TASK INPUTS:
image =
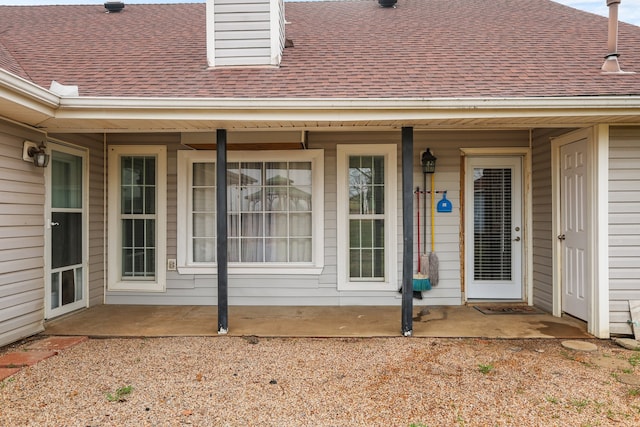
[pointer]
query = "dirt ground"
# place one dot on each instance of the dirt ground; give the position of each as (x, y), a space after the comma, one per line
(250, 381)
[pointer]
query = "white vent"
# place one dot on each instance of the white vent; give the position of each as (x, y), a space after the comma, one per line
(245, 32)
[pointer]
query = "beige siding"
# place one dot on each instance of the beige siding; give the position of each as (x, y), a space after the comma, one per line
(96, 232)
(321, 290)
(21, 238)
(624, 225)
(542, 218)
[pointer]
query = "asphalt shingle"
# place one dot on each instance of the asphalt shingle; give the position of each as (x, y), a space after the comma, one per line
(342, 49)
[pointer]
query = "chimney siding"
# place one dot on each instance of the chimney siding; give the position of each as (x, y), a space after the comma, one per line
(244, 32)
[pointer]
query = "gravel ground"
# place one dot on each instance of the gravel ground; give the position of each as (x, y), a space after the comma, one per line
(235, 381)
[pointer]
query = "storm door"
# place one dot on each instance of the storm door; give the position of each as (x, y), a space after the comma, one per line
(66, 287)
(493, 228)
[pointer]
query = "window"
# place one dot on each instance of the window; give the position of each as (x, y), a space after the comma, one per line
(137, 218)
(274, 207)
(367, 194)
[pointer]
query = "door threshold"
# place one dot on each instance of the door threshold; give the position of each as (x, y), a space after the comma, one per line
(494, 302)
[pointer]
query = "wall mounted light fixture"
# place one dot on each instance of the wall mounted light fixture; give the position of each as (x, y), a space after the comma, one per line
(428, 161)
(37, 154)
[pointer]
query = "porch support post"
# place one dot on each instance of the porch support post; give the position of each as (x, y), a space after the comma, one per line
(407, 231)
(221, 228)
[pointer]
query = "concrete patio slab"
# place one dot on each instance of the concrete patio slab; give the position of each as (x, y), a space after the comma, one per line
(310, 321)
(56, 344)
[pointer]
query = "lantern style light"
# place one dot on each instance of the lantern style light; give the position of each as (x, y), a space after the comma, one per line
(32, 152)
(428, 162)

GIVEN REQUEST: Write out the material above once more, exactly as it reads, with no pictures.

OUTPUT FOR THIS TASK:
image =
[pointer]
query = "dirt ground"
# place one dot on each instance of the dirt ground; give the position of each as (x, y), a space after the comma, one per line
(250, 381)
[pointer]
query = "white vent"
# place one dot on each instance of the white vent; give the position of each as (x, y), a space after the comma, one per line
(245, 32)
[pointer]
query = "beige siding"
# place one dot on each instance of the beige siding; give the position of each as (x, y), a space after the comma, one per line
(96, 232)
(321, 290)
(21, 238)
(624, 225)
(542, 218)
[pointer]
query = "asphalt shingle"
# place one dot on each instance of the asphalt shingle; give the position of each as (x, y), a space after the comma, one per line
(342, 49)
[pointer]
query = "chimney siding"
# place one dot on each instance of the chimney siding; give the position of each as (x, y), a space after the comma, one per line
(244, 32)
[pointer]
query = "gravel ground"
# place one dot on each instance of the gravel ground; give the position of each as (x, y), a space after the comma, one per line
(235, 381)
[pointer]
query = "storm door"
# place one dot on each instance of the storm door; give the position of each as (x, y), a space after the comma, one per line
(66, 287)
(493, 228)
[pointer]
query = "window"
# place one dot on each instance of the window; give the position of each as (x, y), a space after the comma, one per line
(137, 218)
(274, 207)
(367, 194)
[pointer]
query = "door threshold"
# place one dot on each instance of the door threshold; give the position of each as (x, y), a space after the comma, one per line
(494, 302)
[pointer]
query = "wall mounted light fixture"
# place one dot on each instance of the wall mounted light fixture; give the position of each as (x, y), a space after the comma, one per line
(428, 161)
(37, 154)
[pointer]
query = "porch support post"
# place one dot on each instance of the porch support post; give the position of each as (x, y), a space after the comma, one per line
(407, 231)
(221, 228)
[pointer]
query = "concrete patio slab"
# place one dot on each instance of the concrete patio slab; give the position of each as (x, y), a space after the comma, one per line
(310, 321)
(56, 344)
[pointer]
query = "lantern style light"
# place one dot on each instance of the lantern style light; give the position of each as (x, y), a space after the comma, one per line
(32, 152)
(428, 162)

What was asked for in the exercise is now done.